§ **WRITTEN REQUEST**:
Can you rewrite the part of the material that opens with the line containing "Label: white wall" and runs through the end, putting "tight" in place of "snug" and leaving everything else unchanged?

§ **TASK MATERIAL**:
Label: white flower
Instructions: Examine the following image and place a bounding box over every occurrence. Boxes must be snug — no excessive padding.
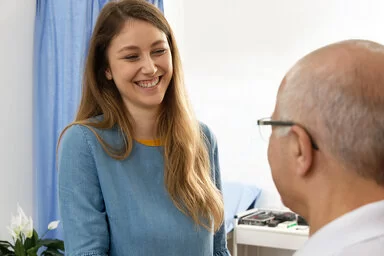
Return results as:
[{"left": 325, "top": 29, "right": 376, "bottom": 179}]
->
[
  {"left": 7, "top": 227, "right": 17, "bottom": 240},
  {"left": 48, "top": 220, "right": 60, "bottom": 230},
  {"left": 8, "top": 204, "right": 33, "bottom": 240},
  {"left": 21, "top": 217, "right": 33, "bottom": 238}
]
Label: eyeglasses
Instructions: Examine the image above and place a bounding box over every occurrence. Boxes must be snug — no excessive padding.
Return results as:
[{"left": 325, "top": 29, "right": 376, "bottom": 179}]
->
[{"left": 257, "top": 117, "right": 319, "bottom": 150}]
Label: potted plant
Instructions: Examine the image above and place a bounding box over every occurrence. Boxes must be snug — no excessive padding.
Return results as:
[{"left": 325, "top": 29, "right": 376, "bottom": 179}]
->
[{"left": 0, "top": 205, "right": 64, "bottom": 256}]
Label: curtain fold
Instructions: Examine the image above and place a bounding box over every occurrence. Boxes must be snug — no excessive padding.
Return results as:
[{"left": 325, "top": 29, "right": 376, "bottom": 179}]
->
[
  {"left": 33, "top": 0, "right": 108, "bottom": 237},
  {"left": 33, "top": 0, "right": 163, "bottom": 238}
]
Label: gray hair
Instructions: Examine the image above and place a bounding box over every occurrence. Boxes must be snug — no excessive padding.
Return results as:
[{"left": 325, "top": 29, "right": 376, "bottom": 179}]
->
[{"left": 277, "top": 40, "right": 384, "bottom": 185}]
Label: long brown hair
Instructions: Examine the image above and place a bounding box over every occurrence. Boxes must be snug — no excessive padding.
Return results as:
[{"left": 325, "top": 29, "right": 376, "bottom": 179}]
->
[{"left": 58, "top": 0, "right": 224, "bottom": 231}]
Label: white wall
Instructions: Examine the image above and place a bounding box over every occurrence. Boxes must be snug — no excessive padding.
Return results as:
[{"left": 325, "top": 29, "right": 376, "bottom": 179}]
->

§ **OUTPUT**:
Label: white wall
Instructions: Examine the image above and place a bounding box over every occurrence. Boxes must be tight — no excessive padding.
Return results as:
[{"left": 325, "top": 29, "right": 376, "bottom": 179}]
->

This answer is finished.